* Written problem 1 *
Please update the rows starting with the line containing "target: side mirror" and going on through the line containing "384L503 382L503 374L496": swap "side mirror" for "wing mirror" and keep everything else the same. Return only those lines.
== Excerpted passage
Flash vs HTML
george at library.caltech.edu
george at library.caltech.edu
Fri Apr 5 16:31:36 EST 2002
An interesting research article appeared in the current issue of Journal of
Electronic Publishing.
An Experimental Study: The Relationship Between Multimedia Features and
Information Retrieval
<http://www.press.umich.edu/jep/07-03/raney.html>
Arthur A. Raney, Jeremy R. Jackson, Debbie B. Edwards, Karrie L.
Schaffler, Jean Blutenthal Arrington, and Melissa R. Price
subjected volunteers to Web sites with and without animation
and multimedia features to see whether flashy graphics helps
users.
The largest flaw that I see in the research is that the Flash and HTML sites
they chose for comparison were top of the line, professionally produced
commercial sites. The second gaping flaw was no control for bandwidth
limitations.
====
== Provided entries
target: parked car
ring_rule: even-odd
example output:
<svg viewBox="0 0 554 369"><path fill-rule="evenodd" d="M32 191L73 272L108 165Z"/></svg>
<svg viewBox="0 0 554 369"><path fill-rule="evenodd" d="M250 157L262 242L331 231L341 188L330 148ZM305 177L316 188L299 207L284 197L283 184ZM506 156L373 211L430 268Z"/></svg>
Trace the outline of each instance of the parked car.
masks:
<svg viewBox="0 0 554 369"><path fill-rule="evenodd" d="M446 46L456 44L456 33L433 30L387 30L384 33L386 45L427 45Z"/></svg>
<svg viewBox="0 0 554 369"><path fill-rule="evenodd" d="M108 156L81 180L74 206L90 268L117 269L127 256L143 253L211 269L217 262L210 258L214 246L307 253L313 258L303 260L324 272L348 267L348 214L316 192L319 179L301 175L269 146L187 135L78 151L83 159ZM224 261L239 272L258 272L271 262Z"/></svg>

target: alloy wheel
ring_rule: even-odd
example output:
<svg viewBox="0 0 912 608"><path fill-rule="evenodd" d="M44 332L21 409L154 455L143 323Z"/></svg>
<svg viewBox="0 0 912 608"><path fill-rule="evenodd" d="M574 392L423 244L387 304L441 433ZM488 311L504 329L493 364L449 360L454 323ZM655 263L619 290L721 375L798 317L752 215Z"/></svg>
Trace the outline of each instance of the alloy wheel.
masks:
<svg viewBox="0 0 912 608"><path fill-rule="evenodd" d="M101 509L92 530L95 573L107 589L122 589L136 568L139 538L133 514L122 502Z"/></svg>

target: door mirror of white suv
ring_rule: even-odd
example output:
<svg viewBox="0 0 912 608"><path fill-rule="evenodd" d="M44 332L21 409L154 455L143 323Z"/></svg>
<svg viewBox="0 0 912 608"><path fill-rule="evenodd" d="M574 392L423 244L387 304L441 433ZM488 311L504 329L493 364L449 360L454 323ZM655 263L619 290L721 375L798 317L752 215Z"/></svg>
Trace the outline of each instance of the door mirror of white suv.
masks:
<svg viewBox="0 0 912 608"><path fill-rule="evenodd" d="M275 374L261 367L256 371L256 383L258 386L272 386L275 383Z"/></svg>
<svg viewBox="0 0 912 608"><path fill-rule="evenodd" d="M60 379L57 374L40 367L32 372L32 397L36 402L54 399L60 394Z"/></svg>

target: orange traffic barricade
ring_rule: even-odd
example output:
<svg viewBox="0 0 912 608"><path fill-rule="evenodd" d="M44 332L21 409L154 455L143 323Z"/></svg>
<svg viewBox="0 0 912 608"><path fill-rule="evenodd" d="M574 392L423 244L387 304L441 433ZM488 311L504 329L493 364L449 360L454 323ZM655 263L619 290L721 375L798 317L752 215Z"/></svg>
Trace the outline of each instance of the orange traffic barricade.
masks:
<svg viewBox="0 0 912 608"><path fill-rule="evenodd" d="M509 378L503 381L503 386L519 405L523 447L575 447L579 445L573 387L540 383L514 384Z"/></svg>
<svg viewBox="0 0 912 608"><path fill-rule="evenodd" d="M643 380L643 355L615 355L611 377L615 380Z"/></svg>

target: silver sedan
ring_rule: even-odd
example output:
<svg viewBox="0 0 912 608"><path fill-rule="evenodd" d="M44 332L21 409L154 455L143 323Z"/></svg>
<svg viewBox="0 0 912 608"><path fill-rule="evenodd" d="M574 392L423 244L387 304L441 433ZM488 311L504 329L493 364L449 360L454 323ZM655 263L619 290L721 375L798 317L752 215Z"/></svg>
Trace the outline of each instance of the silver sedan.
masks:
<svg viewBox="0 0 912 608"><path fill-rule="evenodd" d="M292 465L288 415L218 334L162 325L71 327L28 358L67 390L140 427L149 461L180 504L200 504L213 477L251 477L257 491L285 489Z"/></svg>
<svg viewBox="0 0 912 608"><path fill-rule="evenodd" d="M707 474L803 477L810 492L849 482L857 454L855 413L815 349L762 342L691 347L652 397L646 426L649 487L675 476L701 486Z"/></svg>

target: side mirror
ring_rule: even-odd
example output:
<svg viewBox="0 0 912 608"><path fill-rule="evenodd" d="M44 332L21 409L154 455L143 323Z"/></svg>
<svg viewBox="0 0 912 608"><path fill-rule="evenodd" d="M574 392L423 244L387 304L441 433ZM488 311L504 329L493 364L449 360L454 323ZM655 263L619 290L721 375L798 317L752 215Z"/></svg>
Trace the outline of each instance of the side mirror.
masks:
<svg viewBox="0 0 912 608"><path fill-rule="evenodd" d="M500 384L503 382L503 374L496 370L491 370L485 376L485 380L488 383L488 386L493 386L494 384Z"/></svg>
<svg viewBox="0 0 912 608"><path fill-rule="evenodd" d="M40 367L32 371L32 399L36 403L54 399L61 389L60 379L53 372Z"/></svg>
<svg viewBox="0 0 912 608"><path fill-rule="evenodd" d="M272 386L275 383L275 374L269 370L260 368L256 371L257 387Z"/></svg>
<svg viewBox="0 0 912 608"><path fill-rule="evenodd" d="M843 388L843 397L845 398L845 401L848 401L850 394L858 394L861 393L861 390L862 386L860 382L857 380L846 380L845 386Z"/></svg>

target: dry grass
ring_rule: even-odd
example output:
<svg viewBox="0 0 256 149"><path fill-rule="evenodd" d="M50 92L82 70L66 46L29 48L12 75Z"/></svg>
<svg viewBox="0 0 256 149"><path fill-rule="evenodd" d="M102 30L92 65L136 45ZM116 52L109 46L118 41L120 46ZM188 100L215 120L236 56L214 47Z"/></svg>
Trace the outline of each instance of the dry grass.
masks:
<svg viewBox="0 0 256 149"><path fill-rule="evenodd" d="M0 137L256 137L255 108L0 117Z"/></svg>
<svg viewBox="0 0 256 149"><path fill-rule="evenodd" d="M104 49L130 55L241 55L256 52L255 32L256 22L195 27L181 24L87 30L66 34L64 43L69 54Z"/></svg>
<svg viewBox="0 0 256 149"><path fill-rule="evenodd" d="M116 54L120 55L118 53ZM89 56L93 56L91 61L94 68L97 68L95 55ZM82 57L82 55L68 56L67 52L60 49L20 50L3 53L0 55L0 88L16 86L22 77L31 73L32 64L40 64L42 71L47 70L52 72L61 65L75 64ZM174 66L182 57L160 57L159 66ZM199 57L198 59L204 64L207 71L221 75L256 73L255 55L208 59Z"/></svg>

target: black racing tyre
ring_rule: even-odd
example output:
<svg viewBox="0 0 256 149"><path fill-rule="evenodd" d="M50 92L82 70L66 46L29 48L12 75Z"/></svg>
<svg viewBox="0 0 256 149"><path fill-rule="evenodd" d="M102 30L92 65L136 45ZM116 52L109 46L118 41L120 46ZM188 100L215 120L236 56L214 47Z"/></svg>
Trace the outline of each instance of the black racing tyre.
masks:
====
* Written problem 2 *
Write the next part of the message on Flash versus HTML sites, picking up after its final sentence.

* Exercise response 1 *
target: wing mirror
ring_rule: even-odd
example output:
<svg viewBox="0 0 912 608"><path fill-rule="evenodd" d="M44 332L21 409L154 455L143 323Z"/></svg>
<svg viewBox="0 0 912 608"><path fill-rule="evenodd" d="M574 392L423 244L387 304L441 433ZM488 311L504 329L493 364L449 360L454 323ZM655 263L619 290L721 375L798 317L752 215Z"/></svg>
Trace the outline of each instance of the wing mirror.
masks:
<svg viewBox="0 0 912 608"><path fill-rule="evenodd" d="M500 384L503 382L503 374L496 370L491 370L485 376L485 380L488 383L488 386L493 386L494 384Z"/></svg>

* Exercise response 2 *
If a similar study were done with the amateur/semi-professional Flash and
HTML navigation that predominates on the web, I posit that rudimentary tasks
are more easily accomplishable in an HTML site than a Flash site created by
persons with an equal number of hours of experience/instruction in the
technologies.
Further, if using less than state of the art browsers/workstations/Internet
connections (read: real world conditions), the enjoyability factor for Flash
would drop off the edge of the world.
Compound the situation with the possibility that the desktop is centrally
administered and does not support Flash, a not uncommon corporate or
institutional scenario, and the entire exercise really is academic.
Still, I was surprised by the results and gratified that people (not
employed by MacroMedia) are actually doing solid research in this area.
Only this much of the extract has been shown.